SOURCE RECORDS:
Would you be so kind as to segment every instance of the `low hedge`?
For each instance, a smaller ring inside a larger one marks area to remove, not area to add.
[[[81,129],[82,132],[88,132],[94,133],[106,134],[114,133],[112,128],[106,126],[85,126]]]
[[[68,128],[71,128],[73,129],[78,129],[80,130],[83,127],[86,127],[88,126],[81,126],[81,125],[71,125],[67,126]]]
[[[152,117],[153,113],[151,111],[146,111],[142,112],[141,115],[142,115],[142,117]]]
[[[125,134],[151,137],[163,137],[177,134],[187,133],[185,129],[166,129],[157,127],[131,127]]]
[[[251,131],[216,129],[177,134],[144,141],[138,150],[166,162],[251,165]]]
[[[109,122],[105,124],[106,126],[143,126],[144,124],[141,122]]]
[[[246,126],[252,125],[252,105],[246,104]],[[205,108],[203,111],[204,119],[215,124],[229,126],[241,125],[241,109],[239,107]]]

WHAT THE EXERCISE ASKS: Extract every line of the material above and reproduce each one verbatim, in the original order.

REPLY TO THE TASK:
Would you be so kind as to segment every instance of the `low hedge`?
For each instance, a smaller ring inside a larger one marks area to remove, not area to add.
[[[81,129],[82,132],[88,132],[94,133],[106,134],[114,133],[112,128],[106,126],[85,126]]]
[[[68,128],[71,128],[73,129],[78,129],[80,130],[83,127],[86,127],[88,126],[81,126],[81,125],[71,125],[67,126]]]
[[[152,117],[153,113],[151,111],[146,111],[142,112],[141,115],[142,115],[142,117]]]
[[[125,134],[151,137],[163,137],[177,134],[187,133],[185,129],[166,129],[157,127],[131,127]]]
[[[251,131],[216,129],[177,134],[144,141],[138,150],[166,162],[251,165]]]
[[[109,122],[105,124],[106,126],[143,126],[144,124],[141,122]]]
[[[246,126],[252,125],[252,105],[246,104]],[[205,108],[203,111],[204,119],[215,124],[229,126],[241,125],[241,109],[239,107]]]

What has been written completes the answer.